## Goal
Reproduce the rows below without any changes, starting at the line containing "locate the evergreen" and continuing through the end of the rows.
# # #
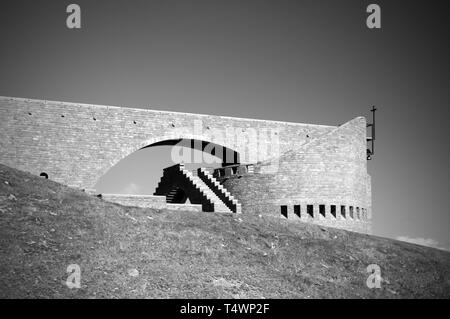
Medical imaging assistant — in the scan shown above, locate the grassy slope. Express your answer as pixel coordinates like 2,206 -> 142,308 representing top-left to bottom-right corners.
0,165 -> 450,298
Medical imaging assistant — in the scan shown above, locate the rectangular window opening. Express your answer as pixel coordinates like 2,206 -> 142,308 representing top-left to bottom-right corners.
281,205 -> 287,218
294,205 -> 300,218
330,205 -> 336,218
306,205 -> 314,218
319,205 -> 325,217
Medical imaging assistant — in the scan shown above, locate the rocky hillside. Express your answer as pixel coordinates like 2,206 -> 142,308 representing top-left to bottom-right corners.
0,165 -> 450,298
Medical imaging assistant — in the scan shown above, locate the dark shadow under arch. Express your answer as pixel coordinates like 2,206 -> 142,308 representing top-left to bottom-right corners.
141,138 -> 240,166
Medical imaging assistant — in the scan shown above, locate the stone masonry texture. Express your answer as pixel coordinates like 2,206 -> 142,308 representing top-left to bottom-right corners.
0,97 -> 372,233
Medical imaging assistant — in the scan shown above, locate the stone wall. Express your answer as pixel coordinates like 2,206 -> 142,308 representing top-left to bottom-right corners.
0,97 -> 335,188
0,97 -> 372,232
221,117 -> 372,233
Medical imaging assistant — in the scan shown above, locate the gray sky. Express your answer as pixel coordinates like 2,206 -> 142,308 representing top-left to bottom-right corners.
0,0 -> 450,247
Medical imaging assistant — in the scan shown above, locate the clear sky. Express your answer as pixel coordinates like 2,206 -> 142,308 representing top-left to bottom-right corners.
0,0 -> 450,247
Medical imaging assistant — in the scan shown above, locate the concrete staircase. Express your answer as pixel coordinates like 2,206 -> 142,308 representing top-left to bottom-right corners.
154,164 -> 241,213
197,167 -> 242,213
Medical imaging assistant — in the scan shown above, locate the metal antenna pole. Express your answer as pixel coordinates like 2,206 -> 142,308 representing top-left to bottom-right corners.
367,106 -> 377,161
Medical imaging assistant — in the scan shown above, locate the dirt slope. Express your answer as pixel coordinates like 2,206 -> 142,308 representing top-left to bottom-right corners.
0,165 -> 450,298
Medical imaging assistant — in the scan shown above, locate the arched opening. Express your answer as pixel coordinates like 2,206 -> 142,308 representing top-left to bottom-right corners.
94,139 -> 239,196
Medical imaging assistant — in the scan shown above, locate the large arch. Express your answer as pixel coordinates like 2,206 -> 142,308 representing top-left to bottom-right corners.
91,138 -> 243,194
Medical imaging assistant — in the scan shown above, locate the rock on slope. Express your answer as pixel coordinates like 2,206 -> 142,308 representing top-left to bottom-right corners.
0,165 -> 450,298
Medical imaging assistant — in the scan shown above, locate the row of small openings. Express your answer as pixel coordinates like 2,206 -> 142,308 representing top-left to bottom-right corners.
28,112 -> 137,124
281,205 -> 367,220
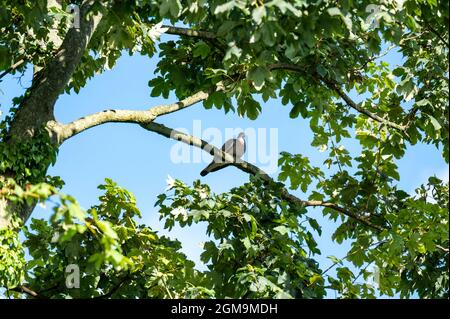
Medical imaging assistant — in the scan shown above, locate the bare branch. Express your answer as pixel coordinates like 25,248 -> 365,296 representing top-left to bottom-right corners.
163,25 -> 216,40
141,122 -> 383,231
269,63 -> 406,132
0,59 -> 25,80
10,0 -> 102,136
9,285 -> 48,299
56,87 -> 211,143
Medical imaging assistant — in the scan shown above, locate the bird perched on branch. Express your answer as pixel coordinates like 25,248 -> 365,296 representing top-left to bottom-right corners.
200,132 -> 245,176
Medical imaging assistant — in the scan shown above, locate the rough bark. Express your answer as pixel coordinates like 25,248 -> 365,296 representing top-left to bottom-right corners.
0,0 -> 102,228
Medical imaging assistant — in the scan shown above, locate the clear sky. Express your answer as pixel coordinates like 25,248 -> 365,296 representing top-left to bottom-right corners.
0,35 -> 448,297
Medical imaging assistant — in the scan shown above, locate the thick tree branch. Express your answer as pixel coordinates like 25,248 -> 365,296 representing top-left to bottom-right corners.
269,63 -> 406,132
9,285 -> 48,299
55,87 -> 211,143
0,59 -> 25,82
141,122 -> 383,231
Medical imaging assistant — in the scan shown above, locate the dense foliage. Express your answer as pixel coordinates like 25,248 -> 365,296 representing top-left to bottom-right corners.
0,0 -> 449,298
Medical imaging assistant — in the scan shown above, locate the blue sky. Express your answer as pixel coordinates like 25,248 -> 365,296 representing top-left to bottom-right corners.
0,36 -> 448,297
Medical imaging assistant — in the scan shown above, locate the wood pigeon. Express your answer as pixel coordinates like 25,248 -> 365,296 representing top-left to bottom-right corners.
200,132 -> 245,176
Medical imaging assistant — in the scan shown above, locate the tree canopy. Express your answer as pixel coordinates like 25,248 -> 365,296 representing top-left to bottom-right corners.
0,0 -> 449,298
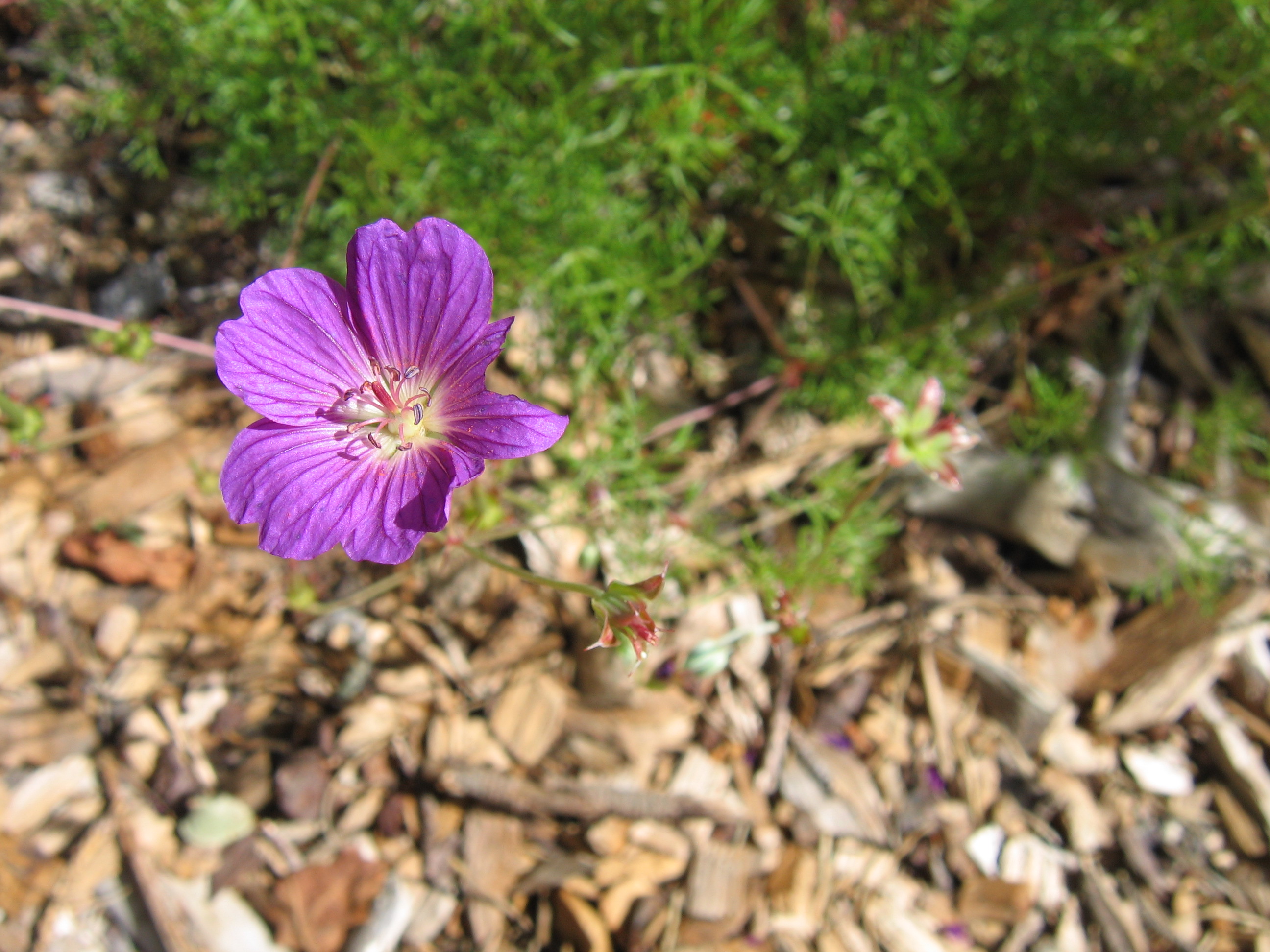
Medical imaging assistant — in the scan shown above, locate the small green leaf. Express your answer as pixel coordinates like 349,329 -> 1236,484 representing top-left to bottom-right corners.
0,392 -> 45,446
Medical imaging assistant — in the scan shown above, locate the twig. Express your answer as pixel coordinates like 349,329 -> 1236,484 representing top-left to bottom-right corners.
1099,282 -> 1161,468
279,135 -> 342,268
918,643 -> 955,787
997,909 -> 1045,952
732,273 -> 791,360
459,542 -> 605,598
97,750 -> 203,952
0,294 -> 216,359
755,639 -> 799,797
429,767 -> 746,823
643,373 -> 780,443
732,384 -> 789,459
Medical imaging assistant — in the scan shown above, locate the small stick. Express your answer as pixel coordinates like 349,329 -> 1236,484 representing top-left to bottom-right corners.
450,856 -> 534,932
660,890 -> 686,952
732,274 -> 790,360
643,373 -> 780,443
1099,282 -> 1159,470
732,386 -> 787,459
278,135 -> 341,268
997,909 -> 1045,952
918,643 -> 955,787
97,750 -> 203,952
0,294 -> 216,358
755,640 -> 799,797
429,767 -> 746,823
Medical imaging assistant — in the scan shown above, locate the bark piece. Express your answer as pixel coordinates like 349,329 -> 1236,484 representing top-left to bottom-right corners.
0,754 -> 101,836
273,851 -> 388,952
1195,692 -> 1270,835
464,810 -> 534,950
0,707 -> 100,768
683,840 -> 755,922
344,875 -> 424,952
956,643 -> 1066,753
551,890 -> 613,952
957,876 -> 1034,924
1079,588 -> 1270,734
432,767 -> 744,823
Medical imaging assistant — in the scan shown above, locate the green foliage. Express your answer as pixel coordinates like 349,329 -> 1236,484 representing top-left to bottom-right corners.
1186,373 -> 1270,482
89,321 -> 155,360
45,0 -> 1270,381
1010,364 -> 1094,456
746,462 -> 899,598
0,391 -> 45,446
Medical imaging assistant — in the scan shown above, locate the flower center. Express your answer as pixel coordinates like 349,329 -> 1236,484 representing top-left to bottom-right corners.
332,358 -> 440,454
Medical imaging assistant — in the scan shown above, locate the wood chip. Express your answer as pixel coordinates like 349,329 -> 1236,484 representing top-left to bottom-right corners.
462,810 -> 534,950
489,671 -> 569,767
551,890 -> 613,952
683,840 -> 755,922
1195,692 -> 1270,835
432,767 -> 744,823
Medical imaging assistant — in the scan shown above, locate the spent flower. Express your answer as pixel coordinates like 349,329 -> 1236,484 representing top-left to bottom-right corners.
590,566 -> 669,661
216,218 -> 569,564
869,377 -> 979,489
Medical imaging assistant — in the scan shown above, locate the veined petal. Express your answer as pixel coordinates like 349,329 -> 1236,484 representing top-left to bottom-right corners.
216,268 -> 368,424
221,420 -> 483,564
438,317 -> 513,400
913,377 -> 944,420
348,218 -> 494,386
869,394 -> 904,424
438,390 -> 569,459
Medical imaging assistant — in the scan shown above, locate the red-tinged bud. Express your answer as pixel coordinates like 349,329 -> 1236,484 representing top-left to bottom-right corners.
590,566 -> 669,661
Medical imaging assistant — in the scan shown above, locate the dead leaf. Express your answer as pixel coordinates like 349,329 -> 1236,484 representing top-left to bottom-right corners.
62,532 -> 195,592
269,849 -> 388,952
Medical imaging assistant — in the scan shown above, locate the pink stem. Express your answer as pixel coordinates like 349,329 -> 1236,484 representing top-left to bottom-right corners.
0,294 -> 216,358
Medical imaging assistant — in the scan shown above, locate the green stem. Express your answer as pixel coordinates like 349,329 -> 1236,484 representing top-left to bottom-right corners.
459,542 -> 605,598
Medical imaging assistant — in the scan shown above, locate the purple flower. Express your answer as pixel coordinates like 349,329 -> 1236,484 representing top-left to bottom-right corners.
216,218 -> 569,564
869,377 -> 979,489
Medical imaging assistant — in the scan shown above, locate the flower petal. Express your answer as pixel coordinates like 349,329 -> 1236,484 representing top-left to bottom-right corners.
869,394 -> 904,424
216,268 -> 368,424
221,420 -> 484,564
348,218 -> 494,386
438,390 -> 569,459
913,377 -> 944,420
437,317 -> 513,400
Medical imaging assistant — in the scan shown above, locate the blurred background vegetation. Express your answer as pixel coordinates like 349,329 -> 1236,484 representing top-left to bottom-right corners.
32,0 -> 1270,596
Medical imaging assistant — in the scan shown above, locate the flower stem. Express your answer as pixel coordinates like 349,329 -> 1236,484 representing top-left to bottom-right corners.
0,296 -> 216,358
459,542 -> 605,598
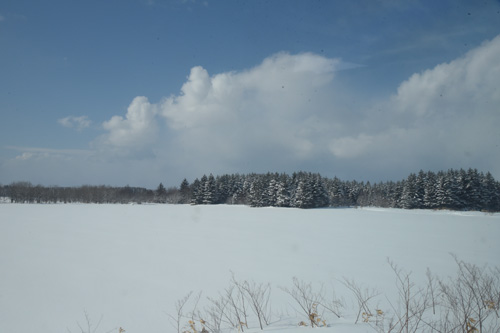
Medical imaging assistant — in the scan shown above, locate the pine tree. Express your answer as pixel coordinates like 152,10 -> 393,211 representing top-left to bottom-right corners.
155,183 -> 167,203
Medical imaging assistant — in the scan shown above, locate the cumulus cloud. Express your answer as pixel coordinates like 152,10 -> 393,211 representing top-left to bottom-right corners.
57,116 -> 92,131
330,36 -> 500,177
77,37 -> 500,180
97,96 -> 158,154
160,53 -> 340,171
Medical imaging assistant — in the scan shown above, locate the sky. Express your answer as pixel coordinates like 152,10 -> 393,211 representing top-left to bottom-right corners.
0,0 -> 500,188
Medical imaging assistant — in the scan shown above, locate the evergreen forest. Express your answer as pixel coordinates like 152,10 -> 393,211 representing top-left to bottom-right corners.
0,169 -> 500,212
# # #
## The output
Medical imaging assistant — in the scan shown above, locate the evergreen forest. Express your answer as pixel coordinates like 152,10 -> 393,211 representing top-left to bottom-right corners.
0,169 -> 500,212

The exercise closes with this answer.